Passaporte para uma outra terra - de Cláudio Pena.
Abordou-me, há poucas semanas, em Pindamonhangaba, meu berço, o peregrino escritor de Taubaté, a carregar mochila às costas e a oferecer-me à venda um livro de sua autoria. Comprei-lho. E guardei-o na minha estante de livros, justaposto a outros que eu comprara dias antes; e há cinco dias dela eu o tirei, disposto a lê-lo.
Nas poucas vezes em que me ocupei com a leitura de livros de escritores brasileiros contemporâneos meus, deles esperando algo de bom, frustrei-me. Frustrar-me-ia Cláudio Pena?! Comprei-lhe o livro na esperança de ler-lhe uma história bem narrada, bem escrita. O livro corresponderia às minhas expectativas?

INSTRUÇÃO
Prossiga com o trecho sobre o livro comprado do escritor peregrino de Taubaté, a partir do ponto em que ele termina. Os registros não são necessários.

REGISTROS APRESENTADOS
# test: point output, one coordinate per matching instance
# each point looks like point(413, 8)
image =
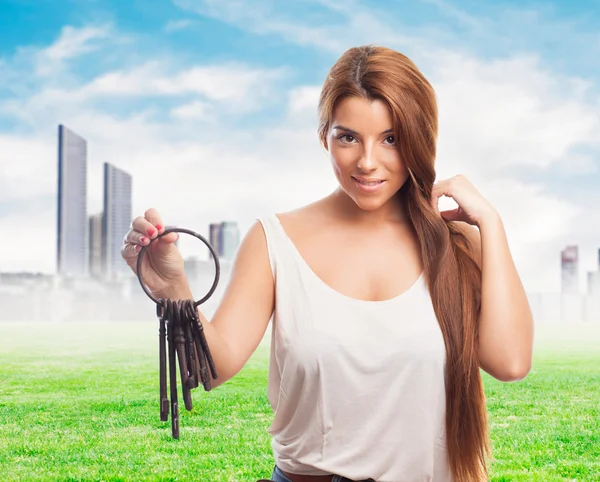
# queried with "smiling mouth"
point(367, 183)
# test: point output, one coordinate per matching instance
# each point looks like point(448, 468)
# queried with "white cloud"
point(236, 87)
point(177, 25)
point(73, 42)
point(493, 115)
point(192, 110)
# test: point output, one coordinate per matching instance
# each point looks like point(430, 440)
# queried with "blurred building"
point(230, 239)
point(72, 240)
point(570, 270)
point(215, 238)
point(594, 283)
point(594, 280)
point(116, 220)
point(224, 238)
point(95, 250)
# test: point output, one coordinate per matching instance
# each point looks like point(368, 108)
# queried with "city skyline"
point(90, 244)
point(221, 103)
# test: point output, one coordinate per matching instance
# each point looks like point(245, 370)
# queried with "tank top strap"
point(275, 240)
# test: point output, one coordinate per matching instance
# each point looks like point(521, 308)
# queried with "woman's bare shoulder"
point(305, 219)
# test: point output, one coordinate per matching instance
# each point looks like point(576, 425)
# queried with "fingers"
point(155, 220)
point(129, 252)
point(144, 227)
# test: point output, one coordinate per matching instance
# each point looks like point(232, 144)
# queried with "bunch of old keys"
point(181, 334)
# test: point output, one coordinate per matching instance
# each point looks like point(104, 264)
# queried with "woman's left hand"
point(472, 207)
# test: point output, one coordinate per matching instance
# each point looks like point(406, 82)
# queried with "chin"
point(368, 204)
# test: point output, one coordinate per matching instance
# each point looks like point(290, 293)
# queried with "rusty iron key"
point(181, 343)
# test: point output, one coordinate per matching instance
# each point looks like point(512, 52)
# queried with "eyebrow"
point(342, 128)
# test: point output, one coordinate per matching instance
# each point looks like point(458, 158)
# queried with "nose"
point(367, 161)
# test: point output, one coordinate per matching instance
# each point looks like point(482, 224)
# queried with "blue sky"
point(199, 96)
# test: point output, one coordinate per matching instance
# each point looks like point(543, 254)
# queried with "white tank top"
point(357, 387)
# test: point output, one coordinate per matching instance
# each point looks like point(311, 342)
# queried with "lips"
point(368, 182)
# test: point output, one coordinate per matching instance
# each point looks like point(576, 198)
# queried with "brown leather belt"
point(308, 478)
point(314, 478)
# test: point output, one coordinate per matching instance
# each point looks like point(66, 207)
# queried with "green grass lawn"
point(80, 402)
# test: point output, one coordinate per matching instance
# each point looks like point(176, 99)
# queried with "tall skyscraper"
point(72, 241)
point(215, 238)
point(116, 220)
point(594, 283)
point(570, 270)
point(95, 234)
point(231, 239)
point(224, 238)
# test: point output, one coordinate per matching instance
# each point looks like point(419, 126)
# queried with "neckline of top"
point(329, 289)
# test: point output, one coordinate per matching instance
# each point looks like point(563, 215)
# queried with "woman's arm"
point(506, 322)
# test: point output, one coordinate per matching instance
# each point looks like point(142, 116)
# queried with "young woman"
point(384, 309)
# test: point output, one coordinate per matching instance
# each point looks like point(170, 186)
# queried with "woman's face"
point(363, 152)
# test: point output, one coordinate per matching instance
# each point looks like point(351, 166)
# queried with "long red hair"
point(453, 276)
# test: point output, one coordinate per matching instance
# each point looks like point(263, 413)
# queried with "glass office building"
point(116, 220)
point(72, 241)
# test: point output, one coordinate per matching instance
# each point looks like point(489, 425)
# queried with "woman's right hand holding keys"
point(162, 265)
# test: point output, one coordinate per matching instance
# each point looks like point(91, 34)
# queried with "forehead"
point(362, 115)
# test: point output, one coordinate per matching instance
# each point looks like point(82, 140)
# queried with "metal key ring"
point(192, 233)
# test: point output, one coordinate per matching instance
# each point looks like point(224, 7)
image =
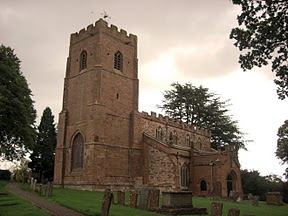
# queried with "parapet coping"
point(175, 123)
point(103, 25)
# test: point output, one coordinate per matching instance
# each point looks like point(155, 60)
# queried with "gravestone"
point(107, 199)
point(153, 199)
point(34, 185)
point(216, 209)
point(143, 198)
point(121, 197)
point(234, 212)
point(31, 183)
point(49, 189)
point(179, 203)
point(274, 198)
point(255, 200)
point(133, 199)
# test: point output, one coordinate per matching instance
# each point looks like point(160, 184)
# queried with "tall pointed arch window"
point(118, 61)
point(83, 60)
point(159, 133)
point(184, 176)
point(77, 152)
point(203, 185)
point(187, 140)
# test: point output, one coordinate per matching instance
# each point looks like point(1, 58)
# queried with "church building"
point(105, 142)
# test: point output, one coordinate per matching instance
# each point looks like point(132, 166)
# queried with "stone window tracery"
point(184, 176)
point(118, 61)
point(83, 60)
point(159, 133)
point(77, 152)
point(187, 140)
point(203, 185)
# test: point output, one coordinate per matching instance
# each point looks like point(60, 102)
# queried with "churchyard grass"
point(246, 208)
point(11, 205)
point(89, 203)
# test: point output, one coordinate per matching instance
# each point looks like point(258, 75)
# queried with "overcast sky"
point(183, 41)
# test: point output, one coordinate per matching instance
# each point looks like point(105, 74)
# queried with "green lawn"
point(245, 207)
point(11, 205)
point(89, 203)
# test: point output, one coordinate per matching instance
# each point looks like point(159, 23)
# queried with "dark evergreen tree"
point(282, 144)
point(17, 113)
point(262, 37)
point(42, 157)
point(197, 106)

RESPOSTA FINAL
Pedi que não me desiludisse, digo assim, na falta de uma expressão - que não encontro -, que eu poderia entender mais apropriada, Cláudio Pena - o autor de Passaporte Para Uma Outra Terra -, que decidiu pôr no papel as recordações de Tonho Nazareno Sidéreo, homem de uma biografia errática, bandida, a buscar, nos escaninhos de sua memória, obscuros, o que o tempo lhe tirava, para remir, numa reminiscência sincera, feita no silêncio de sua alma pecadora ávida por conforto espiritual, os seus pecados. As suas recordações, fugazes, as cenas de sua vida por ele a não se deixarem agarrar. É o relato memorialístico misto de realismo chão, rasteiro, fescenino, e simbolismo poético, vazado num estilo a transcender a crueza do relato.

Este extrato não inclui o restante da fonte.